Brief -
Your task is to repeat the listing exactly.

══ Extracted material

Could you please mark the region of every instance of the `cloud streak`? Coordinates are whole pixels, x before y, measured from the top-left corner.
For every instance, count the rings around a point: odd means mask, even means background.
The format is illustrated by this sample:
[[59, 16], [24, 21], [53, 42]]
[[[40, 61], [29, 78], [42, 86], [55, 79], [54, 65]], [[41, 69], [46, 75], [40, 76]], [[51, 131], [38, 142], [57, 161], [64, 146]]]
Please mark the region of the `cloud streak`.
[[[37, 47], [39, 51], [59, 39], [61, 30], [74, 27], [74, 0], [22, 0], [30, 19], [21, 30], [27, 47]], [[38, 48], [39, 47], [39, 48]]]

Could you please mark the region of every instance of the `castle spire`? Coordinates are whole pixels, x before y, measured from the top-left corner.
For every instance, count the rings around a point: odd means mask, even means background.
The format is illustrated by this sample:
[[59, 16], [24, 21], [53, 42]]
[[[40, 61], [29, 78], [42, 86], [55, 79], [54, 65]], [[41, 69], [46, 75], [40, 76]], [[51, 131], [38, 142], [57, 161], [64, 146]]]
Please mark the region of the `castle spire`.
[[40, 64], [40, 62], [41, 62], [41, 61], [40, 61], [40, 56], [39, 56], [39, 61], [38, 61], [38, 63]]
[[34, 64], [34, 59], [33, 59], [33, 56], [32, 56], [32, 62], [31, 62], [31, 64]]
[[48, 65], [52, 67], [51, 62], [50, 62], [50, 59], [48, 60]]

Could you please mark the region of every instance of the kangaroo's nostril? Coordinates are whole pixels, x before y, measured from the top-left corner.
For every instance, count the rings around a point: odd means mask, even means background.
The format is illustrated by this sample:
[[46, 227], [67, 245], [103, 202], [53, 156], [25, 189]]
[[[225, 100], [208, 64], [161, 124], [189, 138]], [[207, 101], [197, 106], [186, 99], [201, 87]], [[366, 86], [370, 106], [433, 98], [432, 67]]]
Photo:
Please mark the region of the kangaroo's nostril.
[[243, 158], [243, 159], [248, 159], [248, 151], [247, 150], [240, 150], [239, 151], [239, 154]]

════

Written solution -
Could you please mark the region of every instance of the `cloud streak`? Coordinates are whole pixels, x before y, measured from the top-left corner.
For every instance, count the rings around a point: odd means mask, even means background.
The format is illustrated by this sample:
[[59, 16], [24, 21], [53, 42]]
[[[40, 61], [29, 78], [42, 86], [55, 79], [54, 65]], [[41, 69], [46, 75], [40, 76]], [[51, 131], [38, 142], [57, 161], [64, 146]]]
Please mark the region of the `cloud streak`.
[[[37, 47], [39, 51], [59, 39], [61, 30], [74, 27], [74, 0], [22, 0], [30, 19], [21, 30], [27, 47]], [[38, 48], [39, 47], [39, 48]]]

Could you please mark the region of every instance of the `castle spire`? Coordinates are whole pixels, x before y, measured from the top-left corner.
For every instance, count the rings around a point: odd means mask, even means background.
The format is illustrated by this sample:
[[59, 16], [24, 21], [53, 42]]
[[[40, 61], [29, 78], [42, 86], [55, 79], [54, 65]], [[41, 69], [46, 75], [40, 76]], [[51, 131], [38, 142], [57, 161], [64, 146]]]
Please mark the region of the `castle spire`.
[[40, 64], [40, 62], [41, 62], [41, 61], [40, 61], [40, 56], [39, 56], [39, 61], [38, 61], [38, 63]]
[[34, 64], [34, 59], [33, 59], [33, 56], [32, 56], [32, 62], [31, 62], [31, 64]]
[[48, 65], [52, 67], [51, 62], [50, 62], [50, 59], [48, 60]]

Could you please mark the region of every instance of the kangaroo's nostril? Coordinates are whole pixels, x before y, measured from the top-left corner.
For every instance, count the rings around a point: odd means mask, even means background.
The format is illustrated by this sample:
[[46, 227], [67, 245], [103, 202], [53, 156], [25, 189]]
[[[225, 100], [208, 64], [161, 124], [189, 138]], [[207, 101], [197, 106], [186, 99], [201, 87]], [[366, 86], [370, 106], [433, 98], [432, 67]]]
Photo:
Please mark the region of the kangaroo's nostril.
[[243, 158], [243, 159], [248, 159], [248, 151], [247, 150], [240, 150], [239, 151], [239, 154]]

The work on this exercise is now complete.